# Task to carry out
Copy out, word for word, the rows that begin with the line containing "the white sleeve" and end with the line containing "x=431, y=152", including both of those lines.

# Records supplied
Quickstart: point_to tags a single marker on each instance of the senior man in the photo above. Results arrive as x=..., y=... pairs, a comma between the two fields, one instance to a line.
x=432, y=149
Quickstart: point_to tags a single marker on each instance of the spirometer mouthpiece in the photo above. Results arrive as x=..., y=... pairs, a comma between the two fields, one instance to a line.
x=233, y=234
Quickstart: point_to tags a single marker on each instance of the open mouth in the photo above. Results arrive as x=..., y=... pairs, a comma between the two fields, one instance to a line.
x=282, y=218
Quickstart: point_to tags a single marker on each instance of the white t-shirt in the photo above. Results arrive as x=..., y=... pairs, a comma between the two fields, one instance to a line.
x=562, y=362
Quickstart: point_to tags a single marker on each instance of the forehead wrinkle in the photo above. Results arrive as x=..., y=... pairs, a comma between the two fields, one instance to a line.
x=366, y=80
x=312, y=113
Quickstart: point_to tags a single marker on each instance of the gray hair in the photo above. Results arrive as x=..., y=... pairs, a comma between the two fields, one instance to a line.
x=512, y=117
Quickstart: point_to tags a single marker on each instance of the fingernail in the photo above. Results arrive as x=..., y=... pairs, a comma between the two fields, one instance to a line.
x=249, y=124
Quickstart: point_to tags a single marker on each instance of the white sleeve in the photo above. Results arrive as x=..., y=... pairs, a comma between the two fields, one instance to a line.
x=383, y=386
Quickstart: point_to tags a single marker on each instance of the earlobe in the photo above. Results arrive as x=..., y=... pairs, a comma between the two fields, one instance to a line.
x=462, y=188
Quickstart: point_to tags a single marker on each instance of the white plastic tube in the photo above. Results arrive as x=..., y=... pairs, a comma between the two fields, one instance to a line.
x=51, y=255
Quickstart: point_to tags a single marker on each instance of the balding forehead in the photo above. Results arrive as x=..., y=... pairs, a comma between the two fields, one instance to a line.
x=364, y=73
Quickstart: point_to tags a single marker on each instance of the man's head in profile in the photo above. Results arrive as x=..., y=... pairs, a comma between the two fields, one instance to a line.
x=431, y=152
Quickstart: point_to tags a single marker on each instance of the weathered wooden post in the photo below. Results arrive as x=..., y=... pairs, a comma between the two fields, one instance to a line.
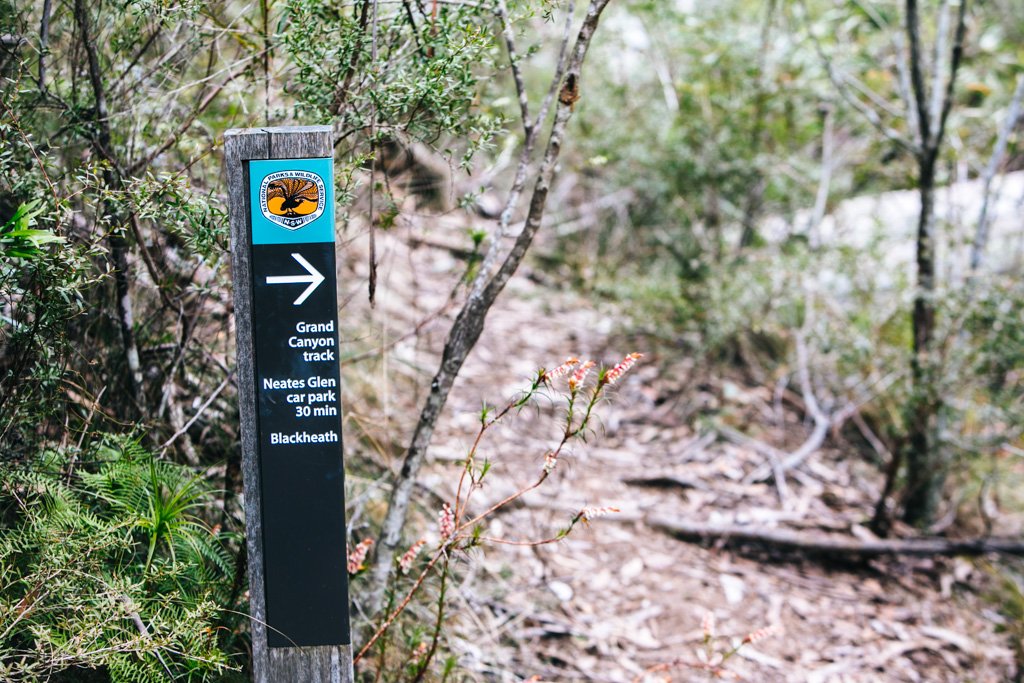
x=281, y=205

---

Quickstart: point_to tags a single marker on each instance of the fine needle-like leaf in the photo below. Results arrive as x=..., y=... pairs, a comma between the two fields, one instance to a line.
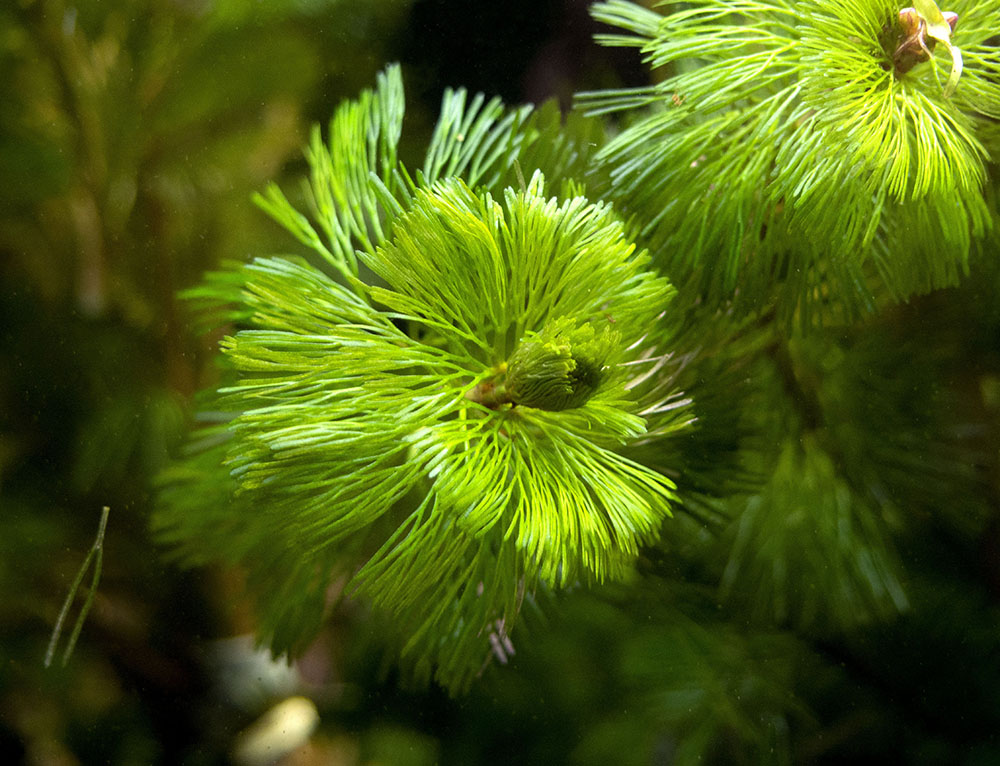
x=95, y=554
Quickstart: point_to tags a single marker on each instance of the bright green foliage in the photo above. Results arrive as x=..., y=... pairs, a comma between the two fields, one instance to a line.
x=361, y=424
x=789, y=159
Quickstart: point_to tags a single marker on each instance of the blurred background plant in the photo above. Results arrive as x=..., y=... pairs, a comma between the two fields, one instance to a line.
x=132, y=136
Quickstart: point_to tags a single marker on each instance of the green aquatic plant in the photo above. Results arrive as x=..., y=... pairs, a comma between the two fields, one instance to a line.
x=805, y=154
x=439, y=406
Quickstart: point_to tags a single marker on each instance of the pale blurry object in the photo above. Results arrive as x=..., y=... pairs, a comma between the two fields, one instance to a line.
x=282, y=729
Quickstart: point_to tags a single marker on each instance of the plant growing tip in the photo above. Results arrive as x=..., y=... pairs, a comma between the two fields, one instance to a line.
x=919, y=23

# Solution
Quickstart: point_to tags a single marker on each instance of the white sleeve in the photo above. Results arrive as x=..., y=... pairs, a comma between the two fields, one instance to a line.
x=383, y=386
Quickstart: point_to tags a single marker on each instance of the earlobe in the photo above. Results arrive as x=..., y=... pairs, a comma between the two fields, one instance to a line.
x=462, y=188
Quickstart: point_to tags a single marker on each instance of the white plastic tube in the photo above. Results arrive as x=..., y=... pairs, a comma between the two fields, one instance to a line.
x=51, y=255
Quickstart: point_to tags a single marker on each instance of the balding forehead in the photo above. Results arrive as x=..., y=... pairs, a comma between the two fields, one instance to a line.
x=364, y=73
Quickstart: point_to tags a single marker on each instance of the man's head in profile in the photo above. Results arrive as x=..., y=... pairs, a comma between the two fields, one instance to a line.
x=431, y=152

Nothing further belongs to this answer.